任务说明 –
• a. 根据类欧几里得推导，判断下列说法是否与其相符，每条回答“是”或“否”，并原样引用起决定作用的文字：(i) 第一种情况的条件是 a 不小于 c 或 b 不小于 c；(ii) 第二种情况中，m 被设为 (an+b)/c 的向下取整；(iii) 第一种情况的做法是先加上向上取整。
• b. 在类欧几里得推导中，第二种情况适用的条件是什么？

所示文段 –

类欧几里得

求解$\sum_{i=0}^n\left \lfloor \frac{ai+b}{c} \right \rfloor$之类的式子。

第一类

令$f(a,b,c,n)=\sum_{i=0}^n\left \lfloor \frac{ai+b}{c} \right \rfloor$

我们对此分类讨论：

1.$a\ge c \ or \ b \ge c$

考虑去掉向下取整：
$$
\begin{aligned}
f(a,b,c,n)&=\sum_{i=0}^n\left \lfloor \frac{ai+b}{c} \right \rfloor\\
&=\sum_{i=0}^n\left \lfloor \frac{(a\% c+ \left \lfloor \frac{a}{c} \right \rfloor c)i+b \% c+\left \lfloor \frac{b}{c} \right \rfloor c}{c} \right \rfloor\\
&=\left \lfloor \frac{a}{c} \right \rfloor \times\frac{n(n+1)}{2}+\left \lfloor \frac{b}{c} \right \rfloor \times (n+1) + \sum_{i=0}^n\left \lfloor \frac{a \% c \times i+ b \% c}{c} \right \rfloor
\end{aligned}
$$
2.$a<c \ and \ b < c$

令$m=\left \lfloor \frac{an+b}{c} \right \rfloor$。

则有：
$$
\begin{aligned}
f(a,b,c,n)&=\sum_{i=0}^n\sum_{j=1}^m[j \le \left \lfloor \frac{ai+b}{c} \right \rfloor]\\
&= \sum_{i=0}^n\sum_{j=0}^{m-1}[j +1\le \left \lfloor \frac{ai+b}{c} \right \rfloor]\\
&=\sum_{i=0}^n\sum_{j=0}^{m-1}[i \ge \left \lfloor \frac{jc+c-b}{a} \right \rfloor]\\
&=\sum_{i=0}^n\sum_{j=0}^{m-1}[i > \left \lfloor \frac{jc+c-b-1}{a} \right \rfloor]\\
&=\sum_{j=0}^{m-1}\sum_{i=0}^n[i > \left \lfloor \frac{jc+c-b-1}{a} \right \rfloor]\\
&=\sum_{j=0}^{m-1}\sum_{i=0}^n[i > \left \lfloor \frac{jc+c-b-1}{a} \right \rfloor]\\
&=\sum_{j=0}^{m-1}n- \left \lfloor \frac{jc+c-b-1}{a} \right \rfloor\\
&=nm - f(c, c-b-1,a,m-1)\\
\end{aligned}
$$
故：
$$
f(a,b,c,n)=nm-f(c,c-b-1,a,m-1)
$$
展开$m$：
$$
f(a,b,c,n)=n\left \lfloor \frac{an+b}{c} \right \rfloor -f(c,c-b-1,a,\left \lfloor \frac{an+b}{c} \right \rfloor-1)

存储记录 –
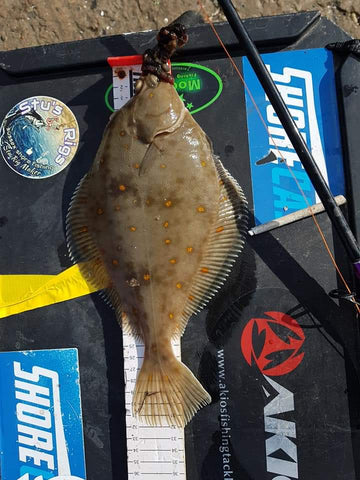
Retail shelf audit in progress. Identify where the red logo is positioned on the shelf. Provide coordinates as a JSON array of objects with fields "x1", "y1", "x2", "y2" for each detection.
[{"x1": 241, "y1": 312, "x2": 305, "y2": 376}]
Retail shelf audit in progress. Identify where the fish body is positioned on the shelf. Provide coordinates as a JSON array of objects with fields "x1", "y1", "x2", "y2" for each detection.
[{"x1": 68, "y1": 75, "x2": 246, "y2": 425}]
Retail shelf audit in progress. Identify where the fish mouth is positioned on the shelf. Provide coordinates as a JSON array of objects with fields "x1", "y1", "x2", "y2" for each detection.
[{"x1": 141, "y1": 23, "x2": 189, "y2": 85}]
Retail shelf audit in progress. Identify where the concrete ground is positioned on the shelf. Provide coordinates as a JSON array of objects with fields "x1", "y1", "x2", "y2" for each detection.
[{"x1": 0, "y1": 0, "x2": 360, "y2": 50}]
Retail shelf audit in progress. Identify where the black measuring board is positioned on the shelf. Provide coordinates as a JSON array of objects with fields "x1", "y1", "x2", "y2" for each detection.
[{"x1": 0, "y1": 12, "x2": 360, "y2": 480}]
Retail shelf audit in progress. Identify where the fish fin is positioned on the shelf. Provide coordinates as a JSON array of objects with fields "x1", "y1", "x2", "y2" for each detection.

各题结果 –
• a.
(i) 是：“$a\ge c \ or \ b \ge c$”
(ii) 是：“令$m=\left \lfloor \frac{an+b}{c} \right \rfloor$”
(iii) 否：“考虑去掉向下取整”

• b. a 小于 c 且 b 小于 c，即 $a<c \ and \ b < c$。